AIM OF THE EXERCISE:
Convert the records into a JSON list of strings, with one string for each line and no blank lines.

(Labeled-object pointing records)
+ + + +

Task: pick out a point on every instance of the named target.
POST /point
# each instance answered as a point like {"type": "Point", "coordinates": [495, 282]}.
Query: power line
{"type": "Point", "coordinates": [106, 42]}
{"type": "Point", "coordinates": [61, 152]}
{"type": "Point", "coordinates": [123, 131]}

+ + + +

ANSWER TO THIS TASK:
[
  "Task: pick out a point on every instance of the named target.",
  "POST /point",
  "# each instance answered as a point like {\"type\": \"Point\", \"coordinates\": [495, 282]}.",
  "Query: power line",
  "{\"type\": \"Point\", \"coordinates\": [106, 42]}",
  "{\"type\": \"Point\", \"coordinates\": [61, 152]}",
  "{\"type\": \"Point\", \"coordinates\": [123, 131]}"
]